▶ _What the exercise asks_:
Rewrite the material below as a numbered list, one item per line, starting with the line that contains "the green grasshopper" and going on through the final line of the material. Leave out blank lines and include nothing before that starting line.

++++ Extracted data

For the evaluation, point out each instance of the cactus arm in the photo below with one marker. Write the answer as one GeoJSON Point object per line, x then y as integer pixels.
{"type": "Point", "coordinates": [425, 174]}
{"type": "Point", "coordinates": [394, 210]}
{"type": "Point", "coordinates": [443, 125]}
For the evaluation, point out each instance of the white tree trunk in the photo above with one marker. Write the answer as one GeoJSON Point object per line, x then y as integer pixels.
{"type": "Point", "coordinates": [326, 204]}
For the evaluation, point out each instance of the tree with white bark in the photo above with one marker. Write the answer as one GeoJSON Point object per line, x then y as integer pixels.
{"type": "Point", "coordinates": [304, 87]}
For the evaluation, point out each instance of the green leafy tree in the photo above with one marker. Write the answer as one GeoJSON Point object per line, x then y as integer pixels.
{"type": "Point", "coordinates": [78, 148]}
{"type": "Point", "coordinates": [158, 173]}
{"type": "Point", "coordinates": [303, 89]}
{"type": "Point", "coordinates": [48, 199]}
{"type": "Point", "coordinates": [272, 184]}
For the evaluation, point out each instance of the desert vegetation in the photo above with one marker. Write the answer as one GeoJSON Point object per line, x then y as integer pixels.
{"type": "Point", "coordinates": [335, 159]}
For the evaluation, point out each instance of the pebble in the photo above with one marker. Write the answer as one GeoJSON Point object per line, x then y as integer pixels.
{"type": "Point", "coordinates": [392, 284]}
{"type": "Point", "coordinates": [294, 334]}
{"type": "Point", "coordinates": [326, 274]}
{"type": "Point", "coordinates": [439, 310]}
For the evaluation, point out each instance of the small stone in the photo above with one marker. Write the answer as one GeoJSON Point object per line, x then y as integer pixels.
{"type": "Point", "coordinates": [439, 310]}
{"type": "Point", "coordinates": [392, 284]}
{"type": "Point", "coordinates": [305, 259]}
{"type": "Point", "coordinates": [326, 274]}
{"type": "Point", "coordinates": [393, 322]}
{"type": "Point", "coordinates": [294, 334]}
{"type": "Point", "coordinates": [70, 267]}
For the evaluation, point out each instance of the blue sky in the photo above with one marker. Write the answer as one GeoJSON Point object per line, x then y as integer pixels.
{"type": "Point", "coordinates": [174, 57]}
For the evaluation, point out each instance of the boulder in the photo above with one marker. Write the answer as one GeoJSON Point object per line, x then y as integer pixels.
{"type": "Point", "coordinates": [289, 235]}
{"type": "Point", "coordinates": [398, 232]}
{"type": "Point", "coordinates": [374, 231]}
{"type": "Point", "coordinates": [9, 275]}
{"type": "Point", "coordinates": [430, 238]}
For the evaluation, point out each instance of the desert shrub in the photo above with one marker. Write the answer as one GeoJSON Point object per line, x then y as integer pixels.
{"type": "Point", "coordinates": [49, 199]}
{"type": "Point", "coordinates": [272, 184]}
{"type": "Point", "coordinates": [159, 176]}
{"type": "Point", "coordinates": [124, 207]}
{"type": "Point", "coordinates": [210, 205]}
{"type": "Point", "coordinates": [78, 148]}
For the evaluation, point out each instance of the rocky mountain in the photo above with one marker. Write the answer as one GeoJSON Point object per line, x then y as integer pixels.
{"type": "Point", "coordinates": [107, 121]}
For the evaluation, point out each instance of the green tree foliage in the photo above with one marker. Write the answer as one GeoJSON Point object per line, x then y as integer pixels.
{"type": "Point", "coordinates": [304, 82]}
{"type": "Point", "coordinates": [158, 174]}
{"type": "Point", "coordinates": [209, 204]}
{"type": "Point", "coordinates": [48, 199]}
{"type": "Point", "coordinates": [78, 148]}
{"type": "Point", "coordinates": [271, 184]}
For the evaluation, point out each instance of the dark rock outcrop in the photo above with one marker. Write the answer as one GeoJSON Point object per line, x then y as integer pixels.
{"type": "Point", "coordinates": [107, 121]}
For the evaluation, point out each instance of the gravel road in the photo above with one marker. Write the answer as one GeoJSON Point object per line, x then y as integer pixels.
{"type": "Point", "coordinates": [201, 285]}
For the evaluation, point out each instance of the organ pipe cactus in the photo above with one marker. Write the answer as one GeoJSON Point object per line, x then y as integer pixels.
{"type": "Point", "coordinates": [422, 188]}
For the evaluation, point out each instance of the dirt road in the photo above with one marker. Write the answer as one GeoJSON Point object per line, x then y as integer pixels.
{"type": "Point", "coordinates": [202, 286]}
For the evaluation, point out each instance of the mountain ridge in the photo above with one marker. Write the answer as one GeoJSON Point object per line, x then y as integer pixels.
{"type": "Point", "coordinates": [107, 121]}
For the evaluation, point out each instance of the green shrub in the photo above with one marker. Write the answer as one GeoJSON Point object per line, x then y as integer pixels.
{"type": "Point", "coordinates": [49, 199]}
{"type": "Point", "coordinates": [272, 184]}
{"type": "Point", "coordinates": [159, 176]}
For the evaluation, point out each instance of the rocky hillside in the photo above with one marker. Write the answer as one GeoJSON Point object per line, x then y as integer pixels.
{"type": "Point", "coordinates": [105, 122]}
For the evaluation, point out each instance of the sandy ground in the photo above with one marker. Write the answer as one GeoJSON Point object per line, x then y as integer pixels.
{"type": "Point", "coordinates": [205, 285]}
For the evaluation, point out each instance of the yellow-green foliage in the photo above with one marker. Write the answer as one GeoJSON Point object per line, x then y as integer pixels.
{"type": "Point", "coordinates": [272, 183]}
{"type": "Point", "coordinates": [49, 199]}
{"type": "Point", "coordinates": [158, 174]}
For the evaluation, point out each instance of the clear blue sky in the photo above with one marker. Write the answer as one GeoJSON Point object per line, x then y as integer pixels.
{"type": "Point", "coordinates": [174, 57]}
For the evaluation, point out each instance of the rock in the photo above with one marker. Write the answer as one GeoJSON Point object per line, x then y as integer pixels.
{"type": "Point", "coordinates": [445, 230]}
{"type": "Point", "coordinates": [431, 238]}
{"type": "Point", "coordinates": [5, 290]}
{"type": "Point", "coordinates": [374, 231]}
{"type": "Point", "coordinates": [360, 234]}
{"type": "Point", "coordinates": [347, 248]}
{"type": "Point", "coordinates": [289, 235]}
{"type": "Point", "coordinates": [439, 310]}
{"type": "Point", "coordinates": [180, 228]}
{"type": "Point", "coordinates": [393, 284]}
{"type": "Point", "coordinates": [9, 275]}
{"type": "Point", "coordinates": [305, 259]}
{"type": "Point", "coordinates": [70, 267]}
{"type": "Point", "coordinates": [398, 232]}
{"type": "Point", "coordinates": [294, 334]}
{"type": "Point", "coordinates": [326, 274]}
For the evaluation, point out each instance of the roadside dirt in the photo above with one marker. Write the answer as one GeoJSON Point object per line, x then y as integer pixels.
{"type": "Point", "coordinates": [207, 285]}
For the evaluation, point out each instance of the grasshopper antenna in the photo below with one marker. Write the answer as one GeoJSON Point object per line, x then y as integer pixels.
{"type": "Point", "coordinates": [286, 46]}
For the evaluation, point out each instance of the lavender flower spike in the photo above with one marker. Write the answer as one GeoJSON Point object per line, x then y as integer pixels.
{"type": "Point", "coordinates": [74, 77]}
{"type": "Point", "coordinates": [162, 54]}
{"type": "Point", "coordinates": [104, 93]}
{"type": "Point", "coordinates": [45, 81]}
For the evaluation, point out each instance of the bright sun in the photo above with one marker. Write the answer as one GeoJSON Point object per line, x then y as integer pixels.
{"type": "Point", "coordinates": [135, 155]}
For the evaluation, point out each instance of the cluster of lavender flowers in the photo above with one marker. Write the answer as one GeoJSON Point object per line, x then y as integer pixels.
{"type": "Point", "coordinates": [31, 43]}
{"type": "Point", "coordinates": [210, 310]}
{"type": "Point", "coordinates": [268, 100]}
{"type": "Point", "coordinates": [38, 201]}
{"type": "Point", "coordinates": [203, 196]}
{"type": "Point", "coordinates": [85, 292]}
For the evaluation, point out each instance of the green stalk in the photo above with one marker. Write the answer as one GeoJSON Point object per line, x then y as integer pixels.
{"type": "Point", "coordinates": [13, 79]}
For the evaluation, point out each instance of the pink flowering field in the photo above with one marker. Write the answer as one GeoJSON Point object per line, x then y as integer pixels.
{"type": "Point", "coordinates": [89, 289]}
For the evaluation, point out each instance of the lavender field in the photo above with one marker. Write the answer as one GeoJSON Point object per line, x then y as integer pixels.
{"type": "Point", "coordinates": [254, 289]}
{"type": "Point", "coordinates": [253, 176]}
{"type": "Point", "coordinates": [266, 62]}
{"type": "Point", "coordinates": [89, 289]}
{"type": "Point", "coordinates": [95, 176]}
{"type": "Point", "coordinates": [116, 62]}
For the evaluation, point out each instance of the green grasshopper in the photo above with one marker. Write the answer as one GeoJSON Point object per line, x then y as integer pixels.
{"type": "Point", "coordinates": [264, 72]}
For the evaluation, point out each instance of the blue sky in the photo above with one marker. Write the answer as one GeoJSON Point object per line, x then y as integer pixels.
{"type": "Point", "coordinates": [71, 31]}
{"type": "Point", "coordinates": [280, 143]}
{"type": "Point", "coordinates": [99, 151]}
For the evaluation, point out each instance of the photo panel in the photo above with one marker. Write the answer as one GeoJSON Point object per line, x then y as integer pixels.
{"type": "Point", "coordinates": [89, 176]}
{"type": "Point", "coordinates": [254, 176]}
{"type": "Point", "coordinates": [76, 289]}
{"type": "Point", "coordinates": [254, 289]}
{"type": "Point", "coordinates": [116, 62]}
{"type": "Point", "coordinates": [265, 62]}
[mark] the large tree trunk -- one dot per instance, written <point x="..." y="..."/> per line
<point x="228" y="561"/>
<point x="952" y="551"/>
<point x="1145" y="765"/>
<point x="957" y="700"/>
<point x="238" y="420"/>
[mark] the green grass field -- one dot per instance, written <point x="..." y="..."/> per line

++++++++

▶ _Answer in full_:
1. For the evaluation, point out each instance of the green grasshopper in the photo above with one marker. Write the answer as one GeoJSON Point object per line, x then y as integer pixels.
2. {"type": "Point", "coordinates": [264, 72]}
3. For the evaluation, point out each instance of the blue sky in the photo above with one marker. Write the answer as one GeoJSON Point object per line, x then y as integer pixels.
4. {"type": "Point", "coordinates": [71, 31]}
5. {"type": "Point", "coordinates": [280, 143]}
6. {"type": "Point", "coordinates": [99, 151]}
7. For the evaluation, point out each instance of the photo panel in the photo above with one marker. Write the answer as one GeoJSON Point object per line, x then y as integer pixels.
8. {"type": "Point", "coordinates": [89, 176]}
9. {"type": "Point", "coordinates": [254, 176]}
10. {"type": "Point", "coordinates": [76, 289]}
11. {"type": "Point", "coordinates": [254, 289]}
12. {"type": "Point", "coordinates": [116, 62]}
13. {"type": "Point", "coordinates": [265, 62]}
14. [mark] the large tree trunk -- one dot per instance, written <point x="..." y="..."/> per line
15. <point x="228" y="561"/>
16. <point x="952" y="551"/>
17. <point x="1145" y="765"/>
18. <point x="957" y="700"/>
19. <point x="238" y="420"/>
20. [mark] the green grass field -- one dot per instance, written <point x="..." y="..."/> per line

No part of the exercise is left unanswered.